TASKS TO COMPLETE
• 1. Answer the following from the article on Ashraf Kurdi:
(a) In which city did he complete his secondary education?
(b) What are the names of his four sons?
(c) Which medal did he receive in 2005, and who awarded it?
• 2. Duplicate the portion of the article on Ashraf Kurdi starting at "- The Jordanian Order of Dignity." and ending at "by Palestinian President Yasser Arafat.".

DOCUMENT PASSAGE
※ ※ ※

Personal details
- Born: 1937
- Died: April 5, 2012 (aged 74–75)

= Ashraf Kurdi =

Jordanian politician (1937–2012)

Ashraf Ali Saydo Al-Kurdi (1937 – April 5, 2012) was a Jordanian politician and physician. He served as the former Minister of Health of Jordan, was a former member of the Jordanian Senate, and was the personal physician to Palestinian President Yasser Arafat.

== Education ==
Ashraf was born in Amman in 1937 to a family whose roots trace back to the Diyarbakir region in Turkey. His great-grandfather had migrated to Jordan in the 19th century. Ashraf Al-Kurdi traveled to Iraq to complete his secondary education in Baghdad, where he earned the Iraqi baccalaureate. Subsequently, he enrolled in the College of Medicine at the University of Baghdad, from which he obtained a bachelor's degree in Medicine and Surgery.

== Personal life ==
Al-Kurdi is married and has four sons: Omar, Khaled, Luai, and Talal.

== Awards ==
Ashraf Al-Kurdi was bestowed with the following medals:

- The Jordanian Order of Independence, in 1970.
- The Jordanian Order of the Star, in 1979.
- The Jordanian Order of Dignity.
- The Jordanian Order of Meritorious Service.
- The Star of Palestine, awarded by Palestinian President Yasser Arafat.
- The Star of Jerusalem, in 2005, awarded by Palestinian President Mahmoud Abbas.
- The Order of Al-Hussein for Distinguished Contributions, in 2007.

※ ※ ※

[Stored data entries]
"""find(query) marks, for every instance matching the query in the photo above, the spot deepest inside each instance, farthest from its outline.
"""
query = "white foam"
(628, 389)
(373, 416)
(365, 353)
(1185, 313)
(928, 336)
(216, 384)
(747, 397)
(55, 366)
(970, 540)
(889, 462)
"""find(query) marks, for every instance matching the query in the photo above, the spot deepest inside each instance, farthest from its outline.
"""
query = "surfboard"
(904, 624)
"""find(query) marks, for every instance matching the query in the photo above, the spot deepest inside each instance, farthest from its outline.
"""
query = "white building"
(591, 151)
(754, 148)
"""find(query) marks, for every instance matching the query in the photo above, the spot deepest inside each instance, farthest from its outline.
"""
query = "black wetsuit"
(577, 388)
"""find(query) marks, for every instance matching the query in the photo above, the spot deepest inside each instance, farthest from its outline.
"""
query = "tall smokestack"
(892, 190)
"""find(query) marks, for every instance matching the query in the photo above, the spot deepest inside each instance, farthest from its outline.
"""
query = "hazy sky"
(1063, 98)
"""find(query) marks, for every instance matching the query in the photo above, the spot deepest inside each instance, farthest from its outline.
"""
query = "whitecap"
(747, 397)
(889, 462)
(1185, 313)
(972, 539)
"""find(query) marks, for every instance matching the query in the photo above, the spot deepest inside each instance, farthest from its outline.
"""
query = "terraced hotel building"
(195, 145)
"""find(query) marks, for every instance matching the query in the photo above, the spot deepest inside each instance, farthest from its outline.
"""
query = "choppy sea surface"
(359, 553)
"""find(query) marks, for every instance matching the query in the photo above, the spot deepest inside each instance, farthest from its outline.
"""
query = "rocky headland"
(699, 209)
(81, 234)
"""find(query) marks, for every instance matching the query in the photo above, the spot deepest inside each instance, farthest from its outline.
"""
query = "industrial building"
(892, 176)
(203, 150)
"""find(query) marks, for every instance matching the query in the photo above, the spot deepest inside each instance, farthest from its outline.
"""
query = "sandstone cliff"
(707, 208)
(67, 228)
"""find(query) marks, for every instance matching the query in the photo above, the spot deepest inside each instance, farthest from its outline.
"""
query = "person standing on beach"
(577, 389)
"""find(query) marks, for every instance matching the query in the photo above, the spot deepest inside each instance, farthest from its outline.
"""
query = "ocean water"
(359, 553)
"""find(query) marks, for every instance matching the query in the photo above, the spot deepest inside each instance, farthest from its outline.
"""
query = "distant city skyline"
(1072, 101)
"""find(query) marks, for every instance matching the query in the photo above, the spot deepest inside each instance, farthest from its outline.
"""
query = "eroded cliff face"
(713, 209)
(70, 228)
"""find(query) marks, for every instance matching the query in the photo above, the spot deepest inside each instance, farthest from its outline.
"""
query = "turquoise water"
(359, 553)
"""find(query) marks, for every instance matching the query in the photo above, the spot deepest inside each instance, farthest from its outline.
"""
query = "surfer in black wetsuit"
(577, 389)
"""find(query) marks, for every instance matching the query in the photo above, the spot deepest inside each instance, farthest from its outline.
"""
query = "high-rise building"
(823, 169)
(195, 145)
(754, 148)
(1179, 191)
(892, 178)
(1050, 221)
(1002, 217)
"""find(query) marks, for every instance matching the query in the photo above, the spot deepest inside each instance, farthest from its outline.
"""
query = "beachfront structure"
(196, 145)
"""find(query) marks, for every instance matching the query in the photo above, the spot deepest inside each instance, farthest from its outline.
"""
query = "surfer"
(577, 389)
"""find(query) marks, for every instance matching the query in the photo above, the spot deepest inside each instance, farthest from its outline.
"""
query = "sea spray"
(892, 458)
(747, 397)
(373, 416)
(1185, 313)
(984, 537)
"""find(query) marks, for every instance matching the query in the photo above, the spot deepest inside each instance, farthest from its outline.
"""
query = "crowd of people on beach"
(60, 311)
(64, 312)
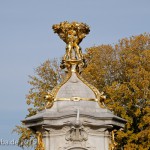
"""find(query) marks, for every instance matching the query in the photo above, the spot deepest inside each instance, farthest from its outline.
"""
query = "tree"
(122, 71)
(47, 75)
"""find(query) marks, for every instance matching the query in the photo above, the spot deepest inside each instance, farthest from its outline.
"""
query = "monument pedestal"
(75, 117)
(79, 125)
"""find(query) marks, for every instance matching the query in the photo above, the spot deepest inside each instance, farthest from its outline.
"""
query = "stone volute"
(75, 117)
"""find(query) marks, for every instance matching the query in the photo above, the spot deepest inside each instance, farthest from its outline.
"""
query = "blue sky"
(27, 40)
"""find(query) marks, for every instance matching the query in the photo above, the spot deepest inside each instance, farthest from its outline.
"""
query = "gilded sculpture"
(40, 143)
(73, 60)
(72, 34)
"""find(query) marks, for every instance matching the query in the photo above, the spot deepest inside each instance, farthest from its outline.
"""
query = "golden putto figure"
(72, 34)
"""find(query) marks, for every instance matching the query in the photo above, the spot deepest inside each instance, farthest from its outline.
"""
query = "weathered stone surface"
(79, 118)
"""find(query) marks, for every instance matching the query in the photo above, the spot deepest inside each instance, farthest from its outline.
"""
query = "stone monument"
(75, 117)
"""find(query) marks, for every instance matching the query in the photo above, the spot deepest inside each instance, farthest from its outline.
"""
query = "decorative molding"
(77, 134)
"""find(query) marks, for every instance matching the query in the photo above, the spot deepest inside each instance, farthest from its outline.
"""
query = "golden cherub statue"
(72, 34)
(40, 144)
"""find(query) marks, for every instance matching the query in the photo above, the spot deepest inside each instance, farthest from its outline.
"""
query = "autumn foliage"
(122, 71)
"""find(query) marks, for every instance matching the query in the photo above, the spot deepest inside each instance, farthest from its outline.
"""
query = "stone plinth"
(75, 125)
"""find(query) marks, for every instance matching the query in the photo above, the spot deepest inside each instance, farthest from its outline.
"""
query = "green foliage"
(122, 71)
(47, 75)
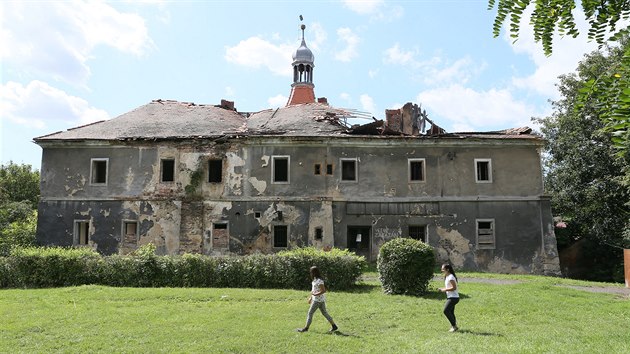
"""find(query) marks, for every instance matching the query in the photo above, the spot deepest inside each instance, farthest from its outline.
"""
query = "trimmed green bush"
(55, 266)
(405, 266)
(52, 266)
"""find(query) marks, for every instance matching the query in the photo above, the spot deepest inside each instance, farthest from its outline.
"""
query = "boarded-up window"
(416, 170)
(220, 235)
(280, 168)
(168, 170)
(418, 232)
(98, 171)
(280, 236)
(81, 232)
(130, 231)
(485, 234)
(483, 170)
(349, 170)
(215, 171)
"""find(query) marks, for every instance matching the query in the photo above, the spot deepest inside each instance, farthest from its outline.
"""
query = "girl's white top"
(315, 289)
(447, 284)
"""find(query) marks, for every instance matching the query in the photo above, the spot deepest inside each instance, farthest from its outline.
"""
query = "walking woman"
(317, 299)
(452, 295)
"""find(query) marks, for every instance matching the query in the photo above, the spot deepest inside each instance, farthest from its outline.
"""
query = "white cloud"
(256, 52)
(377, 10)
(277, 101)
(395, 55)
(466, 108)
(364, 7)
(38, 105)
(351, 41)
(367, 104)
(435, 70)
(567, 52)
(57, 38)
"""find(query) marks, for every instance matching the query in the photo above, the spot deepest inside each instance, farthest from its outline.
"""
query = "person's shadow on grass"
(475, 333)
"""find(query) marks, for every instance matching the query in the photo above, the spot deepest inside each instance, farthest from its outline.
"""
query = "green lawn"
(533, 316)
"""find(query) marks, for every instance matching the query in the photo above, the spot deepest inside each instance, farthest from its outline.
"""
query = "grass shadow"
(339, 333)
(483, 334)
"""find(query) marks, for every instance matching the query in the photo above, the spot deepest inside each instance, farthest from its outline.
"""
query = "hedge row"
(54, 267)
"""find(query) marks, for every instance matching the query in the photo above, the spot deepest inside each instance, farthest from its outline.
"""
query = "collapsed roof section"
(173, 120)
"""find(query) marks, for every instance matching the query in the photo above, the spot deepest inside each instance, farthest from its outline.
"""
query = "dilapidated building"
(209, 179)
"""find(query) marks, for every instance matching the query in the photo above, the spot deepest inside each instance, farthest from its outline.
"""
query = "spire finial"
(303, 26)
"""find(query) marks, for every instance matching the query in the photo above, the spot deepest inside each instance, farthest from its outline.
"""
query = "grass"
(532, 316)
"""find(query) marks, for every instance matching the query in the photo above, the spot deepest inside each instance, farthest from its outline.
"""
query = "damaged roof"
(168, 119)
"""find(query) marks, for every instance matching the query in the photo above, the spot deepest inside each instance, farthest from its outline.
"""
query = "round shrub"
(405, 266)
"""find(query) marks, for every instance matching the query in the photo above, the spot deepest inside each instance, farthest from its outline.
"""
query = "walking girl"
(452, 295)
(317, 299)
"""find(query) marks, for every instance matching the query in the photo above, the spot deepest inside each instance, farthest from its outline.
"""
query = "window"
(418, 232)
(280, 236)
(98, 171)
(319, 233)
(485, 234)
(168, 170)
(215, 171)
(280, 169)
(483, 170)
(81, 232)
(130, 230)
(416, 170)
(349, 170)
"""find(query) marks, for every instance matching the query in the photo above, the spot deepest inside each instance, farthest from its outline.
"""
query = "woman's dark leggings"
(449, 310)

※ ※ ※

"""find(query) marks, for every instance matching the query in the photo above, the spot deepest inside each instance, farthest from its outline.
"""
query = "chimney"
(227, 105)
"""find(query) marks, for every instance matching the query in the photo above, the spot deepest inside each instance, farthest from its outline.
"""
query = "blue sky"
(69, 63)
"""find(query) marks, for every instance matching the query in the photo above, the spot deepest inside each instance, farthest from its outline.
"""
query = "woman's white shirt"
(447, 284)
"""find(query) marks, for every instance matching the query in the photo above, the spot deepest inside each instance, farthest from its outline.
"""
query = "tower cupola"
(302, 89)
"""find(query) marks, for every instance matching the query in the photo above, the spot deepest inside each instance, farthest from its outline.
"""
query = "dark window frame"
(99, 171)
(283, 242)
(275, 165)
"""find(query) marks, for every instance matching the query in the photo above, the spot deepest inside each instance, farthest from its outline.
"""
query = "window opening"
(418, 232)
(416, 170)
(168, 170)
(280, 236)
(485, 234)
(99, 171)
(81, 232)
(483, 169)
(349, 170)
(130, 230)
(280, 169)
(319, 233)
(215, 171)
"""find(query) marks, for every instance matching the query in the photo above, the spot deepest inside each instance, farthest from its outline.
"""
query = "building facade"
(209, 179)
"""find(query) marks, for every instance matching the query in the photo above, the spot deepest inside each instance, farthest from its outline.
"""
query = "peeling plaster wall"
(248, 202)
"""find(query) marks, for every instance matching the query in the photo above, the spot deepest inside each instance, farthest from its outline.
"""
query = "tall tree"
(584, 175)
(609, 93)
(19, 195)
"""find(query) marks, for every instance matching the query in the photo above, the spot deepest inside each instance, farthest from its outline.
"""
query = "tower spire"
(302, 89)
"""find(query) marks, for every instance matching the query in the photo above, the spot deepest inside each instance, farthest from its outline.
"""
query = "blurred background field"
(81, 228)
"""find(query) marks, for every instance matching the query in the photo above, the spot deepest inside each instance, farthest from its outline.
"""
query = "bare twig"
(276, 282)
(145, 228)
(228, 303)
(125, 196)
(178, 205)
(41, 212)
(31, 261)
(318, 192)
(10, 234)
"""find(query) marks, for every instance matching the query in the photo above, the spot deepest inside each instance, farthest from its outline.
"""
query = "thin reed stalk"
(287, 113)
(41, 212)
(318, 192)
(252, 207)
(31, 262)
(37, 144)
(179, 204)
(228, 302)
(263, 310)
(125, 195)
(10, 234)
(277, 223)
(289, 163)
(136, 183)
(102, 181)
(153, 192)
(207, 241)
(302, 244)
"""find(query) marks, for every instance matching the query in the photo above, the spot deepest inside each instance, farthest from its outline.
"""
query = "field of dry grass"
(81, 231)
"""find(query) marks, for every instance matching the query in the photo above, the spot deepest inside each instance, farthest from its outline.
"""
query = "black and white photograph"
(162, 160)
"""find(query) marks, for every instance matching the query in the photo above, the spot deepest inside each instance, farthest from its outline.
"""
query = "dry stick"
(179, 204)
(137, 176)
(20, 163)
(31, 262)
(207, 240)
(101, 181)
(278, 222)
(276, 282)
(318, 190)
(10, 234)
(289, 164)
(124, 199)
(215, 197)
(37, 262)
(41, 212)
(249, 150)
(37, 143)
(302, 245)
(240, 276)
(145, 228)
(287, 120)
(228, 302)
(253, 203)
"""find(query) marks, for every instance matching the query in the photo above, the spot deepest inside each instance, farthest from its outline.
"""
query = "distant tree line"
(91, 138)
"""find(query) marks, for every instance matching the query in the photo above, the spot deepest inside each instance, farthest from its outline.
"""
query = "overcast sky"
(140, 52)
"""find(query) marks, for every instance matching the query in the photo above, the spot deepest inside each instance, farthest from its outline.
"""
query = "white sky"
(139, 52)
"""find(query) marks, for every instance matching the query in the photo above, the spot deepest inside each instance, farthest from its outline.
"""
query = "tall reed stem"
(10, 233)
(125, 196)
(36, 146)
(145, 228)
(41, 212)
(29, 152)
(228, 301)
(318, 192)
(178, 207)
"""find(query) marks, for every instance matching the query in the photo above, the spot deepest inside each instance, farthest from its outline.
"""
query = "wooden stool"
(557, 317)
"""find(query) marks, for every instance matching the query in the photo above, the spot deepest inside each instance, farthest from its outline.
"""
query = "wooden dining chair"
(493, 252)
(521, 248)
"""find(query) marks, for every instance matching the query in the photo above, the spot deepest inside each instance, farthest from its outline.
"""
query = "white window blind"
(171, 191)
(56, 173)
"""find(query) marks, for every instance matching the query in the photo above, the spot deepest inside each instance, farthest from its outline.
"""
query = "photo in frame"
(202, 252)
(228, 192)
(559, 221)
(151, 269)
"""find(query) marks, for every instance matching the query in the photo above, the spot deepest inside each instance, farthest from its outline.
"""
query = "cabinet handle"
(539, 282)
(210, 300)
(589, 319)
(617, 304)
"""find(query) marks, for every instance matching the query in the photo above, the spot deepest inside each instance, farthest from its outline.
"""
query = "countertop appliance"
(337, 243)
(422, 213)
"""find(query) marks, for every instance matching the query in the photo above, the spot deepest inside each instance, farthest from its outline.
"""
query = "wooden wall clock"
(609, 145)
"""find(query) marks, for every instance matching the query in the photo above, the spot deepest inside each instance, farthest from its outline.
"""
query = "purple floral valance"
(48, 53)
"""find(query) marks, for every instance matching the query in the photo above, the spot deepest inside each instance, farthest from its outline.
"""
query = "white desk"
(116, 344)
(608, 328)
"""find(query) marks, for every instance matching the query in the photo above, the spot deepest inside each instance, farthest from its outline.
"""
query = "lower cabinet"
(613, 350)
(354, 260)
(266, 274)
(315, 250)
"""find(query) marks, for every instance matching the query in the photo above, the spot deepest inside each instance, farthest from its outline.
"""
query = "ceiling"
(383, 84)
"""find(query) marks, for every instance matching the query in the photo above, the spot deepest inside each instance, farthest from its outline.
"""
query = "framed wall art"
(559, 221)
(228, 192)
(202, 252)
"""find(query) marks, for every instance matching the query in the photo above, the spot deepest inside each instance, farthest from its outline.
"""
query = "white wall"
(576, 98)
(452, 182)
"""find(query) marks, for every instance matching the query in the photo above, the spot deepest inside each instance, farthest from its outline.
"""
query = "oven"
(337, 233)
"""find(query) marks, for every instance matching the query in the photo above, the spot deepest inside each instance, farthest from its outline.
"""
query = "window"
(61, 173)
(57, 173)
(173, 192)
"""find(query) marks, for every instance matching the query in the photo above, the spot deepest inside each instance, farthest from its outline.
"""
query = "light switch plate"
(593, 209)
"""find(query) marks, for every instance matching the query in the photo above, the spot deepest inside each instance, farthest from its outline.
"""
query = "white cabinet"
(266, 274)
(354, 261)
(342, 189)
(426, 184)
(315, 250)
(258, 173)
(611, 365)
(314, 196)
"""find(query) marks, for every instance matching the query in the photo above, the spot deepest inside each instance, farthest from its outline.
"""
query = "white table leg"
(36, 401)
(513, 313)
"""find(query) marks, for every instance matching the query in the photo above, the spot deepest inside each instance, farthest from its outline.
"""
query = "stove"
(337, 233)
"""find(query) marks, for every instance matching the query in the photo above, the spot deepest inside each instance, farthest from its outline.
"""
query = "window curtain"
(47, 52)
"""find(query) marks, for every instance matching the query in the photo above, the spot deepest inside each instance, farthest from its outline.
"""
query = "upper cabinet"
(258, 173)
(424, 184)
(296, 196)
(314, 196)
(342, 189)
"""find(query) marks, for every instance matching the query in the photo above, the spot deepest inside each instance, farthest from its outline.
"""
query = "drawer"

※ ※ ※

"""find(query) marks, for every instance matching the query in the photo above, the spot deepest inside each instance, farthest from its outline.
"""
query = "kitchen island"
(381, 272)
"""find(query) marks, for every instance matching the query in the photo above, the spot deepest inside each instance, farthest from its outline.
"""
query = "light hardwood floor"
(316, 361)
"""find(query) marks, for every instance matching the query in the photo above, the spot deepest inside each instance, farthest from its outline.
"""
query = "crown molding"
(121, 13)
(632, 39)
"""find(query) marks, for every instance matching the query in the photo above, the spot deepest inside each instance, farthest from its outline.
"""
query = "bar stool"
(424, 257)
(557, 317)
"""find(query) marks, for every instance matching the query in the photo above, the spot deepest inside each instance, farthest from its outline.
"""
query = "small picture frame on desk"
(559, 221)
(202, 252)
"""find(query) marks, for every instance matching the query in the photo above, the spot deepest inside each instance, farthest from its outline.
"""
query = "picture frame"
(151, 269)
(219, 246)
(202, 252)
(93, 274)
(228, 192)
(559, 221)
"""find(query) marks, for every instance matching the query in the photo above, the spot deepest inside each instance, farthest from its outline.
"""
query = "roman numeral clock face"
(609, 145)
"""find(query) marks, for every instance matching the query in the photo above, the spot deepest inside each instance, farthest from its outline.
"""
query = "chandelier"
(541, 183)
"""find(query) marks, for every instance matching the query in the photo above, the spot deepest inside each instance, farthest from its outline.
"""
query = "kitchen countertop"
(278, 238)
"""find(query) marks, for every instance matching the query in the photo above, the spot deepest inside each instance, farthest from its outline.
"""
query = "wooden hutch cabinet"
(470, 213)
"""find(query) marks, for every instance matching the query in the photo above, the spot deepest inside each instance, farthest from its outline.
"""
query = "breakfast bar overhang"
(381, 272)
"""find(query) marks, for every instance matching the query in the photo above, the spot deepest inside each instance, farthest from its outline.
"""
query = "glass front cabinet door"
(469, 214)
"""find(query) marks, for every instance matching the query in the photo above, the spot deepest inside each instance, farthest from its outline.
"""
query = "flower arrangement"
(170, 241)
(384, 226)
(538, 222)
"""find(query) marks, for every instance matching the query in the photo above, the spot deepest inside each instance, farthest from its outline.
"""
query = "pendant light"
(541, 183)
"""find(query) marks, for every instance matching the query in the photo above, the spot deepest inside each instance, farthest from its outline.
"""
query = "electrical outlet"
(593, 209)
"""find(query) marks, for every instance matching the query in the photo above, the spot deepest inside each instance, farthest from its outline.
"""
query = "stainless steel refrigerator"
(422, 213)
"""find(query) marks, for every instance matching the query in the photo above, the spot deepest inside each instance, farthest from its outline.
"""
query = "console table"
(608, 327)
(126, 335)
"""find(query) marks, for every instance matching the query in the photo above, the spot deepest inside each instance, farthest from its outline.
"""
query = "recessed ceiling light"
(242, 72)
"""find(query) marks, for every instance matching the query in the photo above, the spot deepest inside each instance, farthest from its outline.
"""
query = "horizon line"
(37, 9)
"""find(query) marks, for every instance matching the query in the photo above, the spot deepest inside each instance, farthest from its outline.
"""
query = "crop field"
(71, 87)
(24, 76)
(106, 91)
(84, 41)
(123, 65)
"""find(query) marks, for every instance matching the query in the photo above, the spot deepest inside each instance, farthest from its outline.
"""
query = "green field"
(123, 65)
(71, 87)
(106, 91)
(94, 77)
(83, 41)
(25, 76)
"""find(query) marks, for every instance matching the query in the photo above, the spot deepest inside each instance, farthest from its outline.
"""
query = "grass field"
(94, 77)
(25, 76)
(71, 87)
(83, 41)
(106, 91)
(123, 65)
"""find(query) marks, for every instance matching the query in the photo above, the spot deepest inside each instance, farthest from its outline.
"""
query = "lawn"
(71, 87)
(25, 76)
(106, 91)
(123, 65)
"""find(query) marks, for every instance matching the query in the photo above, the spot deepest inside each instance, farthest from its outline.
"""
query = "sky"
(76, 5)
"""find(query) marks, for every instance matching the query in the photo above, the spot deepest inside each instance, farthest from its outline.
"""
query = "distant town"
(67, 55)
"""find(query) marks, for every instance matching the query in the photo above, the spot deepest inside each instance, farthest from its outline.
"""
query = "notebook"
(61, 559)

※ ※ ※

SOLUTIONS BELOW
• 1.
(a) Baghdad
(b) Omar, Khaled, Luai, and Talal
(c) The Star of Jerusalem, awarded by Palestinian President Mahmoud Abbas

• 2.
- The Jordanian Order of Dignity.
- The Jordanian Order of Meritorious Service.
- The Star of Palestine, awarded by Palestinian President Yasser Arafat.